What you should do - Rewrite the rows from the line that contains "written like [993,341]." through the end of the rows, changing "black" to "white" and keeping everything else the same.

Records from a data collection:
******
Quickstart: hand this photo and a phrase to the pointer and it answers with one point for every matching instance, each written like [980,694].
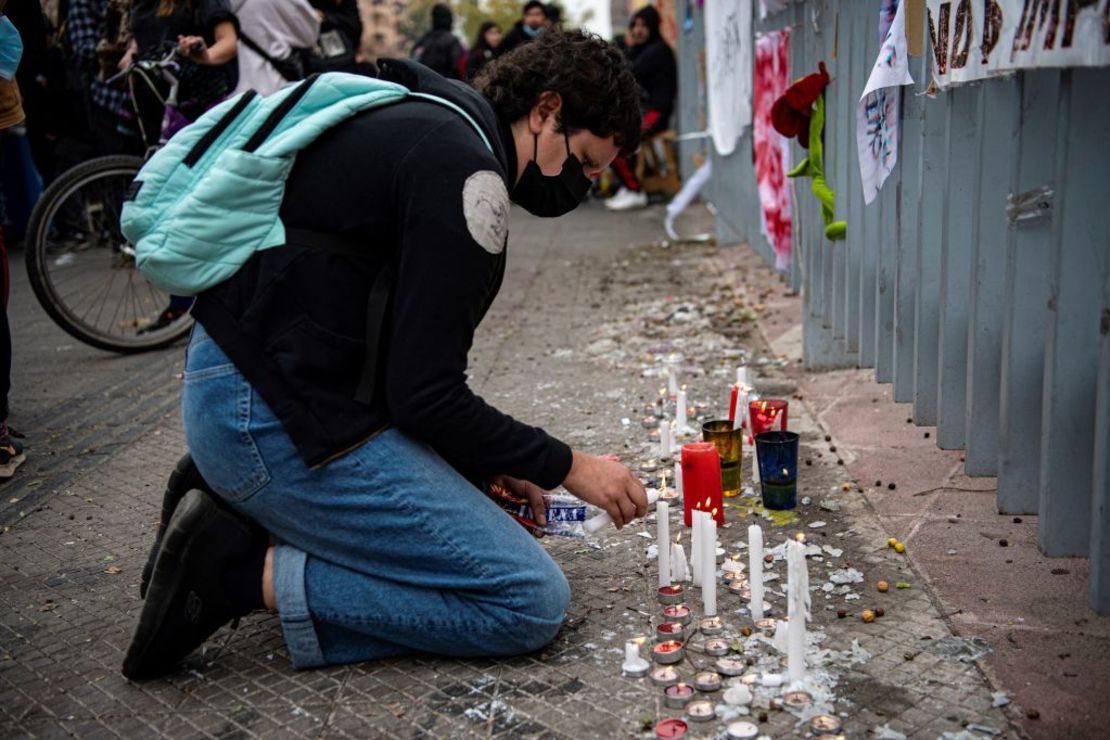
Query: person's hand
[608,485]
[531,492]
[193,48]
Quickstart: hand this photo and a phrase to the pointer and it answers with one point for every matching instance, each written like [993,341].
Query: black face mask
[551,195]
******
Solution for this exercise -
Quickstart: hand this photo and a phrase to the pointer and it answers with one point for every matching instance, each written like [993,341].
Query: white face mask
[551,195]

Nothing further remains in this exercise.